+++ Dataset excerpts

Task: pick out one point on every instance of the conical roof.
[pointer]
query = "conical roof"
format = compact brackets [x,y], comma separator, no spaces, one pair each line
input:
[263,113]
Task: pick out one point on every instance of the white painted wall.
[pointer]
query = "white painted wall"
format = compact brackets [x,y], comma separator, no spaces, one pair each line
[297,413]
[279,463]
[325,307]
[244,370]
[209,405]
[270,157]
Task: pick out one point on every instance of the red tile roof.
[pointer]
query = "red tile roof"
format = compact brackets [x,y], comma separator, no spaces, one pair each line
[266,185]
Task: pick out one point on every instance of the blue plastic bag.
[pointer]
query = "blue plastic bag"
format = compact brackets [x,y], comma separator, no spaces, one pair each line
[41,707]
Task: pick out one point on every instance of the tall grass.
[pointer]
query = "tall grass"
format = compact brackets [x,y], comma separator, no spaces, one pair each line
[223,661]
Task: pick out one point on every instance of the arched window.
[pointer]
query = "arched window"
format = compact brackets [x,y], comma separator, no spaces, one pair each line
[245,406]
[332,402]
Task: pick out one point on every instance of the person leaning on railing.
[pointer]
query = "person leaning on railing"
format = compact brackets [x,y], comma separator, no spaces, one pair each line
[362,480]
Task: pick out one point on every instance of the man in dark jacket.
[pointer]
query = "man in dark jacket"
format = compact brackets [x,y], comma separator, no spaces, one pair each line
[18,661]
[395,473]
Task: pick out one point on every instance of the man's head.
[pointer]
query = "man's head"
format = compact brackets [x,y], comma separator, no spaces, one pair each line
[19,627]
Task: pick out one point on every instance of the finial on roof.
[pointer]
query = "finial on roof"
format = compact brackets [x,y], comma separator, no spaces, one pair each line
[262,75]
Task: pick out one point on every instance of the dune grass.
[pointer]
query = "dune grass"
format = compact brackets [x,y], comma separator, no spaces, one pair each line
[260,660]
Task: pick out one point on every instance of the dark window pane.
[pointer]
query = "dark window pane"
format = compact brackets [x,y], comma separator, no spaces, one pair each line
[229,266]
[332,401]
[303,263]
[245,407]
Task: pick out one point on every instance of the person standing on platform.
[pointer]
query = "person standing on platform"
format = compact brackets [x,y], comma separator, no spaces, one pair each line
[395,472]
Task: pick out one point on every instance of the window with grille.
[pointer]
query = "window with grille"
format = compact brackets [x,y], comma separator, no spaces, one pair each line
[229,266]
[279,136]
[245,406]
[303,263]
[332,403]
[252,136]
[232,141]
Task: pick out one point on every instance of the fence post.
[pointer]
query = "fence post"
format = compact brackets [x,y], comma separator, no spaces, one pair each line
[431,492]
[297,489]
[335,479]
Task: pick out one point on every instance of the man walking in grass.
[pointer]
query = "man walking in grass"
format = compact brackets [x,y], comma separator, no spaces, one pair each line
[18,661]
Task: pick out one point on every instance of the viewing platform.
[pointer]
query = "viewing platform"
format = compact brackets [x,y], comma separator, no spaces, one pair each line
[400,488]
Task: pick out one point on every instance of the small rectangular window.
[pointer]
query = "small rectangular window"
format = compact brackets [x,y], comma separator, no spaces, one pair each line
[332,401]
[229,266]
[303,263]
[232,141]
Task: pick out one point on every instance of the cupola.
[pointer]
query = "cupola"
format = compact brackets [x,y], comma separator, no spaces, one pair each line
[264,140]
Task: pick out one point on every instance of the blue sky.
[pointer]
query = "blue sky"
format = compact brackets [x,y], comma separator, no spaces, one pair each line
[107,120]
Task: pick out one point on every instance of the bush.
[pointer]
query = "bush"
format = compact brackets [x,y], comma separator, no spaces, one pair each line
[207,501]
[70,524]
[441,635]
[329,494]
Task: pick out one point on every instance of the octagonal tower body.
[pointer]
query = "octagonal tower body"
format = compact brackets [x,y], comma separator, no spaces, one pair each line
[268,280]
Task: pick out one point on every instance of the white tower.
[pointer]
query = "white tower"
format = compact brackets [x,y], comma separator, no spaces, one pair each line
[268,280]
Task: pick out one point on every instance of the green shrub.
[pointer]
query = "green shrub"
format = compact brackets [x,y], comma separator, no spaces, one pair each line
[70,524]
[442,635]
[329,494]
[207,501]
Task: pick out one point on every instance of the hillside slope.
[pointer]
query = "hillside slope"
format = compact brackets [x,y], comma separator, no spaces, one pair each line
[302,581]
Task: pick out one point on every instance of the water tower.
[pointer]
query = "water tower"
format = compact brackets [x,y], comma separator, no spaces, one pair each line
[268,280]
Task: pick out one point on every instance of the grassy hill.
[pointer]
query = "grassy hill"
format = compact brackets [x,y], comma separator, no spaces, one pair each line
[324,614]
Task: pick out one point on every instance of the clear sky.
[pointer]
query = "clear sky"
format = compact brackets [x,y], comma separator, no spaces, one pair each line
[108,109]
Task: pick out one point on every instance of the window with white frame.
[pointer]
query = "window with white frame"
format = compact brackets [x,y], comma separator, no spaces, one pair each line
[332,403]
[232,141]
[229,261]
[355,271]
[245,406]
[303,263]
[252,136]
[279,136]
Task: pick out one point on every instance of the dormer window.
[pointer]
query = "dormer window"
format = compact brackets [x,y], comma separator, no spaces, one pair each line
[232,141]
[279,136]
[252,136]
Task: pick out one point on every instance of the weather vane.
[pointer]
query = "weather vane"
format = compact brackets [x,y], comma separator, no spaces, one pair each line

++++++

■ **Written task**
From the records above, extract every entry verbatim.

■ **Expected answer**
Task: pick out one point on every instance of the conical roof.
[pointer]
query = "conical roof"
format = compact brackets [x,y], comma separator, no spaces, one pair each line
input:
[263,113]
Task: pick out one point on every instance of the white painted wall.
[pointer]
query = "white painted wall"
format = compact brackets [x,y], comma separator, no spaces, one pair each line
[297,413]
[279,463]
[325,307]
[244,370]
[209,405]
[270,157]
Task: pick out one point on every instance of the red tile roof.
[pointer]
query = "red tile roof"
format = compact brackets [x,y], comma separator, no spaces, one pair each line
[266,185]
Task: pick out one point on every instance of the blue plastic bag.
[pointer]
query = "blue plastic bag"
format = compact brackets [x,y], comma separator, no spaces, one pair each line
[41,707]
Task: pick out one point on every instance of the tall grass.
[pointer]
query = "tall grass"
format = compact brackets [x,y], comma separator, no spaces, one pair each line
[223,661]
Task: pick out one point on every instance of the arched window.
[pointer]
query = "arched window"
format = compact brackets [x,y], comma separator, no spaces, one pair each line
[245,406]
[332,402]
Task: pick out one point on every instance of the person leaning on railing.
[pointer]
query = "person leaning on railing"
format = compact brackets [x,y], comma separator, no spaces, one pair each line
[362,480]
Task: pick out one point on every instance of the man in dark jacket.
[pointer]
query = "man in dark jacket"
format = compact brackets [x,y], comma separator, no spaces, one pair each line
[18,661]
[395,473]
Task: pick out one point on every instance of the man's head.
[pointer]
query = "man's head"
format = compact brackets [x,y], comma separator, no spaces, one pair each line
[19,627]
Task: pick out one point on every instance of the finial on roof.
[pointer]
query = "finial on roof"
format = compact brackets [x,y], comma separator, no spaces, one pair each line
[262,75]
Task: pick out one point on every instance of the dune grass.
[pointer]
query = "dune grass"
format = compact brackets [x,y], comma separator, no spaces, one pair each line
[260,660]
Task: pick out one point on every instance of the dark window pane.
[pointer]
query = "dark window pane"
format = compact brackets [x,y], comma separator, no spaces, one pair each line
[229,266]
[332,401]
[303,263]
[245,407]
Task: pick out one point on every instance of the person standing on platform.
[pointer]
query = "person standing on platform"
format = compact brackets [x,y], comma separator, no spaces, one pair each line
[395,472]
Task: pick out one point on every instance of the window with grille.
[pointer]
query = "window with grille"
format = compact brackets [x,y], comma separator, no spaces, one pair each line
[229,266]
[279,136]
[245,406]
[303,263]
[332,403]
[252,136]
[232,141]
Task: pick out one point on every instance of the fence post.
[pointer]
query = "fence post"
format = compact brackets [x,y], comma separator, no spaces, one pair each line
[431,492]
[297,489]
[335,479]
Task: pick out one point on every instance of the man walking in grass.
[pointer]
query = "man walking in grass"
format = compact brackets [x,y], comma separator, no spaces, one pair each line
[18,661]
Task: pick out one point on every instance of the viewing platform.
[pointer]
query = "viewing platform"
format = compact brackets [x,y], comma separator, no spaces, one pair each line
[400,488]
Task: pick out one point on every instance of the small rectangular window.
[pointer]
query = "small rectangular window"
format = compact brackets [x,y], comma separator, no spaces, one pair each line
[332,401]
[229,266]
[303,263]
[232,141]
Task: pick out one point on every instance of the cupola.
[pointer]
query = "cupola"
format = compact brackets [x,y], comma separator, no spaces, one pair each line
[264,140]
Task: pick out one point on every instance of the blue sky.
[pointer]
query = "blue sky"
format = compact brackets [x,y], comma separator, no spaces, one pair each line
[107,120]
Task: pick out one point on every instance of the bush.
[pointer]
query = "bush"
format = compact brackets [x,y], comma separator, no spaces, one pair each line
[207,501]
[70,524]
[441,635]
[329,494]
Task: pick out one point on every instance of the octagonal tower body.
[pointer]
query = "octagonal tower body"
format = compact brackets [x,y], comma separator, no spaces, one pair each line
[268,280]
Task: pick out one point on every instance of the white tower.
[pointer]
query = "white tower"
format = compact brackets [x,y], comma separator, no spaces, one pair each line
[268,280]
Task: pick out one point on every instance of the green shrub.
[pointer]
query = "green shrub"
format = compact brackets [x,y], comma separator, no spaces, one pair each line
[70,524]
[442,635]
[329,494]
[207,501]
Task: pick out one point on every instance of the hillside slope.
[pointer]
query = "hillside slope"
format = compact brackets [x,y], comma separator, no spaces, one pair each line
[302,581]
Task: pick out one point on every instance of the water tower.
[pointer]
query = "water tower"
format = compact brackets [x,y], comma separator, no spaces, one pair each line
[268,280]
Task: pick out one point on every instance of the grassy hill.
[pointer]
query = "grassy hill"
format = compact brackets [x,y], comma separator, no spaces, one pair each line
[324,614]
Task: pick out one point on every instance of the clear sky.
[pointer]
query = "clear sky"
format = compact brackets [x,y], comma separator, no spaces, one pair each line
[108,109]
Task: pick out one point on every instance of the window with white frame.
[pointer]
query = "window with white frame"
format = compact brackets [x,y], comma separator, no spaces, one pair each line
[332,403]
[232,141]
[229,261]
[355,271]
[245,406]
[303,263]
[252,136]
[279,136]
Task: pick out one point on every instance of the dormer window.
[pointer]
query = "dormer window"
format = compact brackets [x,y], comma separator, no spaces, one pair each line
[232,141]
[279,136]
[252,136]
Task: pick out one point on every instance of the weather vane.
[pointer]
query = "weather vane"
format = compact brackets [x,y], comma separator, no spaces, one pair each line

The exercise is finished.